## begin Passage given

Intent is the imperceptible and too often uncelebrated force that has the capacity to guide us to, and keep us on, our stride. It is the aim, goal, or underlying purpose behind everything we think, say, and do, acknowledged or not.
As athletes, artists, writers and many others know, finding your stride, hitting that groove, reaching the ‘flow state’, is often a sudden and involuntary click that both allows you to get lost and also fly ecstatically through to the other side. It just happens. Yet, today’s real life circumstances have paralyzed our natural instincts. And, as counterintuitive as it may seem, implementing external forces and suggestions to find a stride only takes us farther away from the stride actually needed, while taking a conscious step within brings us closer.
To find our stride for today’s times, we need to focus on the underlying intent of each thing we do. It is no longer about how much you accomplish, or how far you get down your list, but instead about the why of each comment, action, and reaction.

## end Passage given

▸ **Job**
Could you extend the passage on intent and finding one's stride past its final sentence? The material after this point comes from a separate source.

## begin Material shown

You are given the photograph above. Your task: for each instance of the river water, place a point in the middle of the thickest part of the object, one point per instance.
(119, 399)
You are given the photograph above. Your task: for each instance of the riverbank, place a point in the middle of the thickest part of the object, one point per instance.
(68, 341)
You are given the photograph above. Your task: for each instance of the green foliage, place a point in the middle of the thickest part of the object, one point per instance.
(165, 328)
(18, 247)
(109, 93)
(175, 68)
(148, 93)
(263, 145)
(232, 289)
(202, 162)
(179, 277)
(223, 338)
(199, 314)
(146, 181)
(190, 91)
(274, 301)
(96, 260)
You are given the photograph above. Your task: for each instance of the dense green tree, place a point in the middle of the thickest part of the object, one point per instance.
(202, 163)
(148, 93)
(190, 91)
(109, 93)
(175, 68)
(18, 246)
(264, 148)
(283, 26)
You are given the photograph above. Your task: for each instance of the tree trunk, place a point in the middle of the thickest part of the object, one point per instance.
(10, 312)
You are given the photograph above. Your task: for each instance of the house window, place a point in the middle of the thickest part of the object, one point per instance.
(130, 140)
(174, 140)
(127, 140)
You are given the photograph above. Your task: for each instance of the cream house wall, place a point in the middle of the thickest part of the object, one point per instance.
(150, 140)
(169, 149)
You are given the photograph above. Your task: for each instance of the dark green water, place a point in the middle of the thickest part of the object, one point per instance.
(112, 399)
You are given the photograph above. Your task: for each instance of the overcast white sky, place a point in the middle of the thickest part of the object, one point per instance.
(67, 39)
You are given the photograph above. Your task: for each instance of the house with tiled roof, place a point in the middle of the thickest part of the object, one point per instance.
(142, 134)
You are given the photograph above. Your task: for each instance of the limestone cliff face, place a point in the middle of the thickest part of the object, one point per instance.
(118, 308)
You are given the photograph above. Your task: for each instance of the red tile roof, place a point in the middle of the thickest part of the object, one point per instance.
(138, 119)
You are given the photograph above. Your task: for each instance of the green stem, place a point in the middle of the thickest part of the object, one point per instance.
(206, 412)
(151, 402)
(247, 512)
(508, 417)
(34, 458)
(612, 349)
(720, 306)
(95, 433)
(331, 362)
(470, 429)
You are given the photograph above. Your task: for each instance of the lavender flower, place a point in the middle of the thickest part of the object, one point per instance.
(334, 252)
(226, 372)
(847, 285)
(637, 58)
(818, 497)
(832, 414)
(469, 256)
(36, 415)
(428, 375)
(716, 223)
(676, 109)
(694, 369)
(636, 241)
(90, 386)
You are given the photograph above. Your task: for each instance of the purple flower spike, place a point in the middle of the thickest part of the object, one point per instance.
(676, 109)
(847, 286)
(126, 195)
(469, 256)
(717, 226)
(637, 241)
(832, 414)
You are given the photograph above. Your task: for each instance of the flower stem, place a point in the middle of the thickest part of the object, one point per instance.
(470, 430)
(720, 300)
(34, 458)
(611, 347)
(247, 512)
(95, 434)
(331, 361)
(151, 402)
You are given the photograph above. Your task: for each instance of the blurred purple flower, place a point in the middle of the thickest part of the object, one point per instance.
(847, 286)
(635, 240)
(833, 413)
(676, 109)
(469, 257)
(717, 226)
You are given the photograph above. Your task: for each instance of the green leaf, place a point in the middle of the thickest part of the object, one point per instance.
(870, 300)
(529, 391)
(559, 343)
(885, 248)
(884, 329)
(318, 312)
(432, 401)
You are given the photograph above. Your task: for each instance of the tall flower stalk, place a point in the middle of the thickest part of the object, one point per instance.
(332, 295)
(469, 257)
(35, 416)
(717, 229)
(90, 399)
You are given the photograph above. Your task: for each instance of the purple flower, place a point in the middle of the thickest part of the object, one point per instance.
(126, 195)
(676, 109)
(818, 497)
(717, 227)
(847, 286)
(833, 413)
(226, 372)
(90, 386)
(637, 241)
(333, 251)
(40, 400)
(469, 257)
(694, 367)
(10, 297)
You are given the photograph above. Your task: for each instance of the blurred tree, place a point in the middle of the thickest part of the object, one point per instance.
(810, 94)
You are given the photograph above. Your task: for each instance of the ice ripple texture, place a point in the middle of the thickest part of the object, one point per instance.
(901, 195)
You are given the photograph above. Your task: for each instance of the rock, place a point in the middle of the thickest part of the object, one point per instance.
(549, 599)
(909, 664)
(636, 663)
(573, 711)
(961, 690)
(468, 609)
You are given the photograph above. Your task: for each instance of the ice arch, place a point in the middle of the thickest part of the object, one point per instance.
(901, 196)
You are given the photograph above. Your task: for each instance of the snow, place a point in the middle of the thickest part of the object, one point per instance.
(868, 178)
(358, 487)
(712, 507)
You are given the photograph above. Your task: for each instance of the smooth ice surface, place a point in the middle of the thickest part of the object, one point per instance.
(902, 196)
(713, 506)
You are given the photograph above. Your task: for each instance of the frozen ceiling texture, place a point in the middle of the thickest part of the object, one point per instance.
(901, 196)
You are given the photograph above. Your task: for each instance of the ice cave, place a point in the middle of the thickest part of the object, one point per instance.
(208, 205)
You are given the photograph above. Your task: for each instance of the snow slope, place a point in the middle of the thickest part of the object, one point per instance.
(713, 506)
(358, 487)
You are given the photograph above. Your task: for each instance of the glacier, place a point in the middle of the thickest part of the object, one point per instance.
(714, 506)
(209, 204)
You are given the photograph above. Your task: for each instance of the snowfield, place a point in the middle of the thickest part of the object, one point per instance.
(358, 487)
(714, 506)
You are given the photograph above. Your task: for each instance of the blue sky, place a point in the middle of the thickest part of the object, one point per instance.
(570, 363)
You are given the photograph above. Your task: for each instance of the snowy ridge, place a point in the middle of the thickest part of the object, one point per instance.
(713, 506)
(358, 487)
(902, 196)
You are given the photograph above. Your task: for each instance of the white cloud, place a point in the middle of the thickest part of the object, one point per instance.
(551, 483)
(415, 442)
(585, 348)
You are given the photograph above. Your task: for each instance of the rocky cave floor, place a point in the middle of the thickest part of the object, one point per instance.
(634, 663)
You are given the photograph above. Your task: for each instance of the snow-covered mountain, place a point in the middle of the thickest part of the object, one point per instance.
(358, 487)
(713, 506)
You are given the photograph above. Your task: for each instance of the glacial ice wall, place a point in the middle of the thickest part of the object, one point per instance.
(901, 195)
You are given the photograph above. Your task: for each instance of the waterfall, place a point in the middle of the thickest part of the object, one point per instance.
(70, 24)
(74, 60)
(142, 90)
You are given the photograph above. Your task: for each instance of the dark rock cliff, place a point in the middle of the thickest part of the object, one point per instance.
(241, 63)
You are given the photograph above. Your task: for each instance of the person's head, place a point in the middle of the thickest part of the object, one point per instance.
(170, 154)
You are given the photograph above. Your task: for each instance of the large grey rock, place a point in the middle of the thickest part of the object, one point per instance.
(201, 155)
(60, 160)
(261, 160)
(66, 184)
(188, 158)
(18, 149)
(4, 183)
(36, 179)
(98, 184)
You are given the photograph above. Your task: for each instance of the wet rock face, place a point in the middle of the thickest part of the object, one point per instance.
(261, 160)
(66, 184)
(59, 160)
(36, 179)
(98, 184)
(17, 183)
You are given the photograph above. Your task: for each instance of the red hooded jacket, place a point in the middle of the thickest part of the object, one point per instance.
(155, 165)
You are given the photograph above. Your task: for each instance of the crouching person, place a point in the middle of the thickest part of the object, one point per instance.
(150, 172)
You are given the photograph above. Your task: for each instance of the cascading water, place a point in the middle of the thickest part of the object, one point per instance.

## end Material shown

▸ **Result for this exercise**
Intent need not be lofty, spiritual, or metaphysical. It can simply be showing up on time to the zoom, making a meal you think your partner would truly enjoy, or not upsetting yourself, or dare we say, someone else, in the moment. Remember, intent is simply the unspoken purpose behind each action. And in today’s world, the purpose for all of us is mental and physical survival.
As athletes in the sport that is life, we must accept that the road, life today, is not normal. Pretending it is will only keep us flailing, just as taking “normal life” cues to create a stride will only make us feel more lost. Artificially imposed strides will not work; intent driven ones will.
Intent is the pulse that will anchor us and the force that will move us forward. It is the cure and the cause for the stride that will set us free.